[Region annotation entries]

------------------------------

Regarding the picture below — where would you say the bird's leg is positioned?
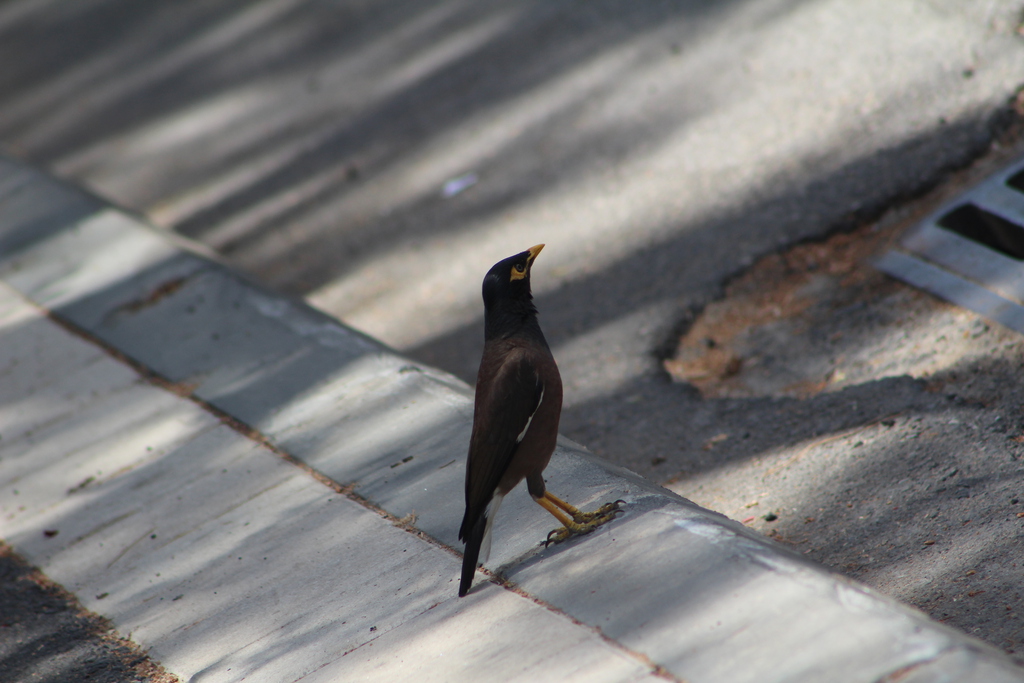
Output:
[534,492,624,545]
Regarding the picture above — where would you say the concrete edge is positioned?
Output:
[0,158,1024,681]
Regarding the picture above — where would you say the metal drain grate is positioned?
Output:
[874,159,1024,333]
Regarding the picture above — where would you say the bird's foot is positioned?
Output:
[544,501,626,548]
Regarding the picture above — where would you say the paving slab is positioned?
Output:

------------------------------

● Written task
Output every line of the rows above as a Markdown table with the columns Line No. and Text, numbering each line, skipping blank lines and leaving the picture out.

● Solution for this exercise
| Line No. | Text |
|---|---|
| 1 | Regarding the picture below — where would you say the bird's leg is positioned? |
| 2 | Output: |
| 3 | [534,492,624,545] |
| 4 | Regarding the picture above — where would you say the concrete edge is positioned? |
| 5 | Output: |
| 6 | [0,158,1024,681] |
| 7 | Regarding the picture above — where would you say the metal drain grate is positioned? |
| 8 | Output: |
| 9 | [874,159,1024,333] |
| 10 | Regarding the picture above — where would you say the bird's foot is positioned? |
| 11 | Output: |
| 12 | [544,501,626,548] |
| 13 | Regarding the picture above — where would you say the paving slab is positioned? |
| 14 | Output: |